** START **

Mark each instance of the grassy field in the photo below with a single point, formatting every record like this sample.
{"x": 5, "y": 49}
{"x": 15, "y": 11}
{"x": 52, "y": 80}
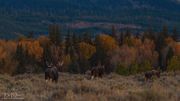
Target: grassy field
{"x": 71, "y": 87}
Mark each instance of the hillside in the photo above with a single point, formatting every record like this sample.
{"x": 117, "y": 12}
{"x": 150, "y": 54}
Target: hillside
{"x": 23, "y": 16}
{"x": 77, "y": 88}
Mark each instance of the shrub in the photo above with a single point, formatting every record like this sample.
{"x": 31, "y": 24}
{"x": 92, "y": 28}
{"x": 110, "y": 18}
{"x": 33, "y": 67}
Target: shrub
{"x": 174, "y": 64}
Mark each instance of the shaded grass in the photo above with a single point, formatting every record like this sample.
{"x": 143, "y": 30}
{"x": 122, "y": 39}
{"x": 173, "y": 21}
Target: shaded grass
{"x": 77, "y": 88}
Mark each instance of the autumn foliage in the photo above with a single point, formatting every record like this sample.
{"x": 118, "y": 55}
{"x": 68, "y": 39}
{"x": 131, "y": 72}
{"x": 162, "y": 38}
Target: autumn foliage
{"x": 125, "y": 53}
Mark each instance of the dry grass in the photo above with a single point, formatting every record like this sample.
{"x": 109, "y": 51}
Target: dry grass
{"x": 77, "y": 88}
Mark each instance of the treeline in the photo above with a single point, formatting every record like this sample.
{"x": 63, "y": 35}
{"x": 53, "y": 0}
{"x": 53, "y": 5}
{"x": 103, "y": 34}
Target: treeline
{"x": 120, "y": 52}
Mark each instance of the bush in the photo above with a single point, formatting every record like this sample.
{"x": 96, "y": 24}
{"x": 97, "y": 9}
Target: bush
{"x": 133, "y": 69}
{"x": 174, "y": 64}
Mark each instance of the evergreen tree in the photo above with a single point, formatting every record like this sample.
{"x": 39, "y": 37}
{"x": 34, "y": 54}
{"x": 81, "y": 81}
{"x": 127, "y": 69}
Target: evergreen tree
{"x": 175, "y": 34}
{"x": 54, "y": 34}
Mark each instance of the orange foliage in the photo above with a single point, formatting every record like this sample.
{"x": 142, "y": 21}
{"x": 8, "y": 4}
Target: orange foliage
{"x": 33, "y": 48}
{"x": 125, "y": 56}
{"x": 43, "y": 40}
{"x": 107, "y": 43}
{"x": 86, "y": 50}
{"x": 177, "y": 49}
{"x": 7, "y": 51}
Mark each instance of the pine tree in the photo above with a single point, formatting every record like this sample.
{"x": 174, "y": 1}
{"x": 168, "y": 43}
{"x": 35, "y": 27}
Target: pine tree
{"x": 68, "y": 42}
{"x": 54, "y": 34}
{"x": 175, "y": 34}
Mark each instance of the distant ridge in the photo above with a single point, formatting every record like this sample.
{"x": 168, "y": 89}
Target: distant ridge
{"x": 24, "y": 16}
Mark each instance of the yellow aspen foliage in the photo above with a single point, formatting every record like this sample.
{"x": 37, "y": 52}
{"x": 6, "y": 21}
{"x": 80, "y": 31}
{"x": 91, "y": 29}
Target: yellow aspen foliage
{"x": 33, "y": 48}
{"x": 43, "y": 40}
{"x": 86, "y": 50}
{"x": 7, "y": 51}
{"x": 177, "y": 49}
{"x": 106, "y": 43}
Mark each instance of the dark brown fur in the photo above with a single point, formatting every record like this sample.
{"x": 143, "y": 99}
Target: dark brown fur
{"x": 154, "y": 73}
{"x": 96, "y": 72}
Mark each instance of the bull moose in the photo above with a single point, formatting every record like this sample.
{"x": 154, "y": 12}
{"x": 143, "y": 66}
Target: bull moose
{"x": 148, "y": 75}
{"x": 97, "y": 71}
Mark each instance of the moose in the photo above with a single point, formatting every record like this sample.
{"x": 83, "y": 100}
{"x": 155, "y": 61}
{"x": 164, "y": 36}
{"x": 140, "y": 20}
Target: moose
{"x": 97, "y": 71}
{"x": 148, "y": 75}
{"x": 53, "y": 64}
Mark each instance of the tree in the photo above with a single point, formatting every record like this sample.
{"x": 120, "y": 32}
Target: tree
{"x": 68, "y": 42}
{"x": 54, "y": 34}
{"x": 114, "y": 33}
{"x": 175, "y": 34}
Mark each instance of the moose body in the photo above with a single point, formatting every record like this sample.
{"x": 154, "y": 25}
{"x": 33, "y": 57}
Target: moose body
{"x": 96, "y": 72}
{"x": 148, "y": 75}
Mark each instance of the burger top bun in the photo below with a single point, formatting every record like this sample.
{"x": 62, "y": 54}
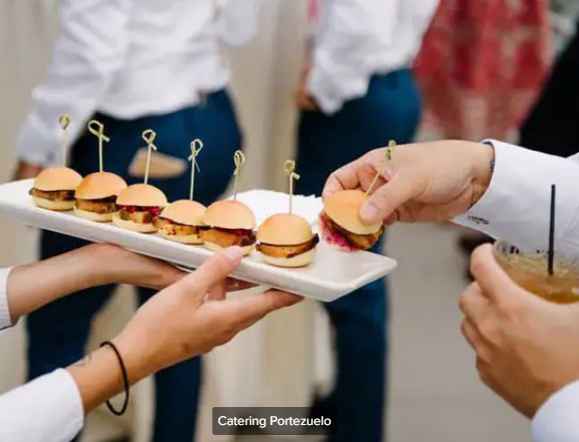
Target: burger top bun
{"x": 284, "y": 229}
{"x": 344, "y": 207}
{"x": 185, "y": 212}
{"x": 100, "y": 185}
{"x": 229, "y": 214}
{"x": 143, "y": 195}
{"x": 57, "y": 178}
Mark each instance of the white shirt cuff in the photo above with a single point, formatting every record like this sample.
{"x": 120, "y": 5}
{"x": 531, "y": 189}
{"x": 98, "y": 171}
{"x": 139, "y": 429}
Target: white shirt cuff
{"x": 48, "y": 409}
{"x": 5, "y": 317}
{"x": 558, "y": 418}
{"x": 516, "y": 206}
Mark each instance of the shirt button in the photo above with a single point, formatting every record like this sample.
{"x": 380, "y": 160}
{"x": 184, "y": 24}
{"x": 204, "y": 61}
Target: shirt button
{"x": 478, "y": 220}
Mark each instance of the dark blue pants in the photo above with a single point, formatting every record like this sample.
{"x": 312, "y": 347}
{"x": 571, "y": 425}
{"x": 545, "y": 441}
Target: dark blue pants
{"x": 390, "y": 110}
{"x": 58, "y": 333}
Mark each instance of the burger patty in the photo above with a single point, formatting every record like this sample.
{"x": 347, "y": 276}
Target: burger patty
{"x": 53, "y": 195}
{"x": 100, "y": 206}
{"x": 173, "y": 229}
{"x": 138, "y": 214}
{"x": 228, "y": 237}
{"x": 362, "y": 242}
{"x": 288, "y": 251}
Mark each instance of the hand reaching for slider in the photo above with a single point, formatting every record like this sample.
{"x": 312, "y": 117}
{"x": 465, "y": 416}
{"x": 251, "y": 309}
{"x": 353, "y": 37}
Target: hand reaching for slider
{"x": 422, "y": 182}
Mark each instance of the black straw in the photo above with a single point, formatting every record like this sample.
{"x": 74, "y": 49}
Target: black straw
{"x": 552, "y": 231}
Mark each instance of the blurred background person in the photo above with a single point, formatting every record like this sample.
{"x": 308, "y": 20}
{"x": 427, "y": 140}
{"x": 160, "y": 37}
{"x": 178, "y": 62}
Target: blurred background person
{"x": 551, "y": 126}
{"x": 133, "y": 66}
{"x": 357, "y": 92}
{"x": 481, "y": 69}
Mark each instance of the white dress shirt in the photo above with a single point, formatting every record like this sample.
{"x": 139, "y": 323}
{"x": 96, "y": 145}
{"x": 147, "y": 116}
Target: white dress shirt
{"x": 128, "y": 59}
{"x": 357, "y": 39}
{"x": 48, "y": 409}
{"x": 516, "y": 208}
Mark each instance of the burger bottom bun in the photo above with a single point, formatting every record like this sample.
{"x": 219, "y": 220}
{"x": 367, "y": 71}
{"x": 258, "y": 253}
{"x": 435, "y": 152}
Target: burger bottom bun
{"x": 184, "y": 239}
{"x": 217, "y": 248}
{"x": 60, "y": 206}
{"x": 130, "y": 225}
{"x": 98, "y": 217}
{"x": 300, "y": 260}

** END **

> **WRITTEN TASK**
Reproduce the rows beginning with the line containing "Mark each instance of the white dress" and continuing through the end of the rows, swapping "white dress shirt" for "blue dress shirt" and changing nothing else. Output only those lines.

> **CORRECT ANSWER**
Mark each instance of the blue dress shirt in the photo above with a single point, formatting every record like this sample.
{"x": 139, "y": 323}
{"x": 96, "y": 145}
{"x": 147, "y": 116}
Target: blue dress shirt
{"x": 128, "y": 59}
{"x": 357, "y": 39}
{"x": 48, "y": 409}
{"x": 516, "y": 208}
Mark each instance of the burger bottom bun in the photo above with a single point, formatting every record like this sample.
{"x": 219, "y": 220}
{"x": 367, "y": 71}
{"x": 258, "y": 253}
{"x": 435, "y": 152}
Target: burger bottom bun
{"x": 184, "y": 239}
{"x": 217, "y": 248}
{"x": 60, "y": 206}
{"x": 130, "y": 225}
{"x": 98, "y": 217}
{"x": 300, "y": 260}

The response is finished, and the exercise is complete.